◆ The request
Rewrite the records below with each "pixel coordinates" changed to "pixel positions" and everything else left as it is. Leave the pictures out of your version.

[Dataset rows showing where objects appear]
****

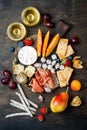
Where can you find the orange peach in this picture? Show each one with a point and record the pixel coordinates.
(75, 85)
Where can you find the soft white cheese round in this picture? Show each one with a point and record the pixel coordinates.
(27, 55)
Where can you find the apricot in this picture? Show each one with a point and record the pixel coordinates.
(75, 85)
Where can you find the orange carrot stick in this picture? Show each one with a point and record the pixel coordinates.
(45, 43)
(52, 44)
(39, 42)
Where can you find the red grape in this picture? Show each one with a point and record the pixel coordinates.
(5, 80)
(12, 84)
(7, 73)
(75, 40)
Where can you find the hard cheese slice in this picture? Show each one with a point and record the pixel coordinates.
(64, 76)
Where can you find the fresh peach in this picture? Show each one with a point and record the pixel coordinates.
(75, 85)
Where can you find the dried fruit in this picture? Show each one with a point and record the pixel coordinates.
(76, 101)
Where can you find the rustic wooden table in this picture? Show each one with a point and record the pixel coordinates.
(75, 13)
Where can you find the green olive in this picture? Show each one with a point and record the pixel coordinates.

****

◆ The completed task
Where can you find the orange peach in this picture? Show each one with a point and record the pixel positions.
(75, 85)
Where can you find the soft white cheese round in this picture? Show each one with a point and record the pixel positions.
(27, 55)
Where can you find the apricot in this picture? Show each one with a point and record the pixel positions.
(75, 85)
Where can you find the orange carrot stick in this picture? Show each one with a point and record the pixel positions.
(45, 43)
(52, 44)
(39, 42)
Where can you find the red grape in this picture? Show each one with a point and record the pixel positions.
(5, 80)
(12, 84)
(7, 73)
(75, 40)
Where can you find the hard cheese slice in this picture? Show each one with a point and record the pixel positions.
(64, 76)
Where can you find the fresh peach in this picture? Show each one with a point and record the pixel positions.
(75, 85)
Where can you find the dried fruit in this picture? Show each one with a point and record the pixel positions.
(76, 101)
Where can you find the rustic wooden table in this picture? Show each one with a point and record the pixel positions.
(75, 13)
Where can you find the green olive in this picture? Show each one with a point and record the pixel positions.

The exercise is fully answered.